Teil des deutschen Erfolgsmodells sei dabei sicherlich auch die Art der Finanzierung der mittelständischen Wirtschaft. Denn nicht nur die Unternehmen seien regional verankert, sondern auch die Banken.

Durch eine jahrelange enge Zusammenarbeit der Kreditinstitute mit den Unternehmen, kennen die Banken zum einen die Geschäftsmodelle und Wettbewerbsbedingungen der Unternehmen sehr genau, und zum anderen wissen die Betriebe, dass sie in den Banken verlässliche Partner haben.

Die Unternehmen müssen also weder Hochdeutsch können, noch müssen sie nach Frankfurt oder Berlin fahren, um mit ihren Banken zu verhandeln.

Ich denke, dass sich das deutsche System bewährt hat. Doch das darf natürlich nicht darüber hinweg täuschen, dass auch in Deutschland Herausforderungen bestehen.

### Arbeitsmaterial
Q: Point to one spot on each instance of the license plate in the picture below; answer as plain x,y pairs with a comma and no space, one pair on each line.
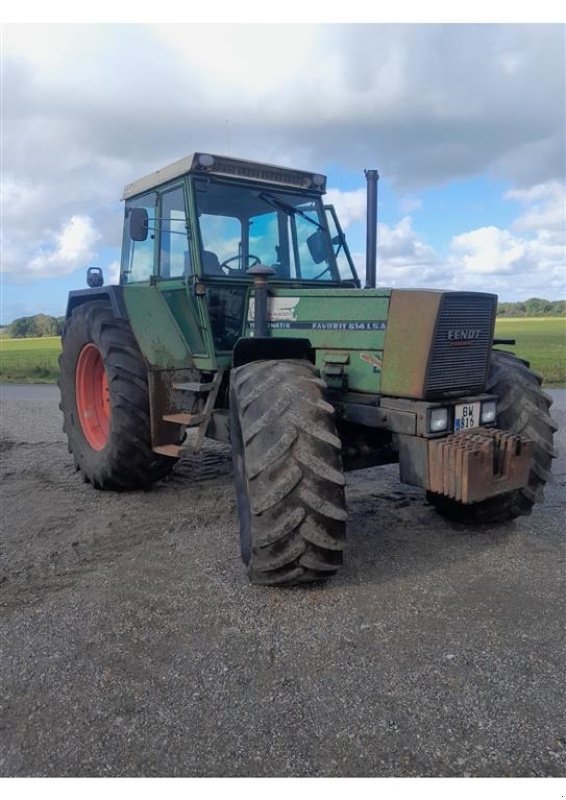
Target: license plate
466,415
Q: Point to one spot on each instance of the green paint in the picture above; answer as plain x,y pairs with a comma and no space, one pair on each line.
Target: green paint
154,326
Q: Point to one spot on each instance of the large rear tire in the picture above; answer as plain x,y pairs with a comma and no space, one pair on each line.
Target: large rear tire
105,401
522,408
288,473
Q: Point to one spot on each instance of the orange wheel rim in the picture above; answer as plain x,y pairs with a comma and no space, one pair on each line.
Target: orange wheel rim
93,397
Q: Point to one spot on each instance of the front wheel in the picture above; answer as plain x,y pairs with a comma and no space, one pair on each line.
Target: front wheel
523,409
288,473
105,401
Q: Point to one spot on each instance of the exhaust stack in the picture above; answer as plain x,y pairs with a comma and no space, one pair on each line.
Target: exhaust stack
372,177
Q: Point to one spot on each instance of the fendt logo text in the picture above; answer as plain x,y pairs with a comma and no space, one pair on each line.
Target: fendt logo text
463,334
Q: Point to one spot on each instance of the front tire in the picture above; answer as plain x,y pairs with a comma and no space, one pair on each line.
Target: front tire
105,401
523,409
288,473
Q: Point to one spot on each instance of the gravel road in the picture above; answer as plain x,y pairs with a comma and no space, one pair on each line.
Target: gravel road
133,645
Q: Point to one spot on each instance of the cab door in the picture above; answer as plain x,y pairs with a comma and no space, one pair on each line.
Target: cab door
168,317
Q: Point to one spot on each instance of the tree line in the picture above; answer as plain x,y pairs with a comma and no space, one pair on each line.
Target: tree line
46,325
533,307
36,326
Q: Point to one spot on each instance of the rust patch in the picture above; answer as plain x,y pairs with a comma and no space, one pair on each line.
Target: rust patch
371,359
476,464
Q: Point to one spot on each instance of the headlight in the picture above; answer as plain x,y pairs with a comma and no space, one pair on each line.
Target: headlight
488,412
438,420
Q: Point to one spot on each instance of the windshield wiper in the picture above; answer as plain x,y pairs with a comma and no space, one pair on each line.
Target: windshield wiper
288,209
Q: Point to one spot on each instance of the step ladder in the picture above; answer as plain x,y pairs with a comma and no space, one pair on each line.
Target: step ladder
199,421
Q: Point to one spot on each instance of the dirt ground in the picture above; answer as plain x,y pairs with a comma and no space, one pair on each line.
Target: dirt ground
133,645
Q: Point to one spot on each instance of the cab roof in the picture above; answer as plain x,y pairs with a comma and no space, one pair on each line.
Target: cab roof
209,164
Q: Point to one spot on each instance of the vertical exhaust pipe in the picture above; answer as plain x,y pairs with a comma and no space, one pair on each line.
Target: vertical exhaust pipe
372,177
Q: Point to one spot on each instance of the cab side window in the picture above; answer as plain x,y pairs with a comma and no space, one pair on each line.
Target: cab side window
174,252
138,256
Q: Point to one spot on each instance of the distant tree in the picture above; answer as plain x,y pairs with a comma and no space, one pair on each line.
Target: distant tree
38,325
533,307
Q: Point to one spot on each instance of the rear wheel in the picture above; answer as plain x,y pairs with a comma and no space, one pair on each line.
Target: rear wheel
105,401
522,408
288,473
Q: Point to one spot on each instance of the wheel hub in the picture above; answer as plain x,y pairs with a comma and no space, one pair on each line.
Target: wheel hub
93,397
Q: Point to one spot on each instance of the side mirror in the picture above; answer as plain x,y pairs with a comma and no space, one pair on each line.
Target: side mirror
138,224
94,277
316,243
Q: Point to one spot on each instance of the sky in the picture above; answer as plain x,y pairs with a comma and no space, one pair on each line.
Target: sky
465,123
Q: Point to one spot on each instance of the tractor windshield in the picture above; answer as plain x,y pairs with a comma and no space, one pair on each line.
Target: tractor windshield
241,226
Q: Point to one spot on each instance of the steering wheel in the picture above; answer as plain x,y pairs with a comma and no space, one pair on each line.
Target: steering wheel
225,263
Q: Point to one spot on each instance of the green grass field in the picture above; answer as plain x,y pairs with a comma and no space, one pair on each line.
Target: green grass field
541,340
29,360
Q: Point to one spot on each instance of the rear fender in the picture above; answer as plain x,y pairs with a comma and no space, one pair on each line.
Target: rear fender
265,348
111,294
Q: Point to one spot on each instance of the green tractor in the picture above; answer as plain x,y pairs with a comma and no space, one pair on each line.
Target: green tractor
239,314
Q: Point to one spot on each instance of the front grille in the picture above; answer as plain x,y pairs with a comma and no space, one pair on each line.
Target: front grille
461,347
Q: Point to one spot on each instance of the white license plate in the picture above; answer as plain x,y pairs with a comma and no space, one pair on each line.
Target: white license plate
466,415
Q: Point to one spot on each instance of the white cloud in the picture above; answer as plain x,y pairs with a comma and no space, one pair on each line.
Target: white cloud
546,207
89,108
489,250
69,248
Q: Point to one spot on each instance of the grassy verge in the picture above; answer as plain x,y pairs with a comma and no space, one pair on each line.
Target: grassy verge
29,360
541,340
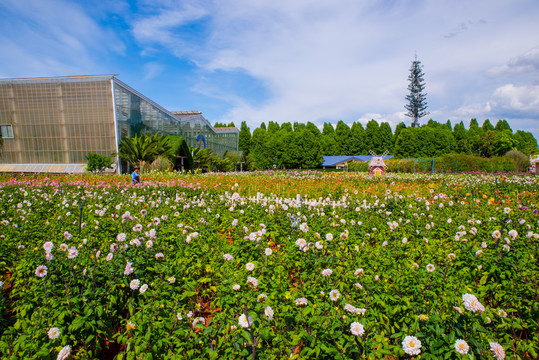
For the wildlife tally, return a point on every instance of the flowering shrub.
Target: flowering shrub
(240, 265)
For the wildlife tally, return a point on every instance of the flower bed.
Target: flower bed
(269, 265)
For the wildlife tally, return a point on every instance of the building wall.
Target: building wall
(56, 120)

### Deine Aufgaben
**A.** Was kennen die Banken laut der Quelle dank der jahrelangen engen Zusammenarbeit mit den Unternehmen sehr genau?
**B.** Schreib die Datenzeilen ab, und zwar von der Zeile mit „the flower bed.“ bis einschließlich der letzten Datenzeile.
Die Quelle und die Datenzeilen gehören nicht zusammen.

### Lösungen
**A.** Die Geschäftsmodelle und Wettbewerbsbedingungen der Unternehmen.

**B.**
For the wildlife tally, return a point on every instance of the flower bed.
Target: flower bed
(269, 265)
For the wildlife tally, return a point on every instance of the building wall.
Target: building wall
(56, 120)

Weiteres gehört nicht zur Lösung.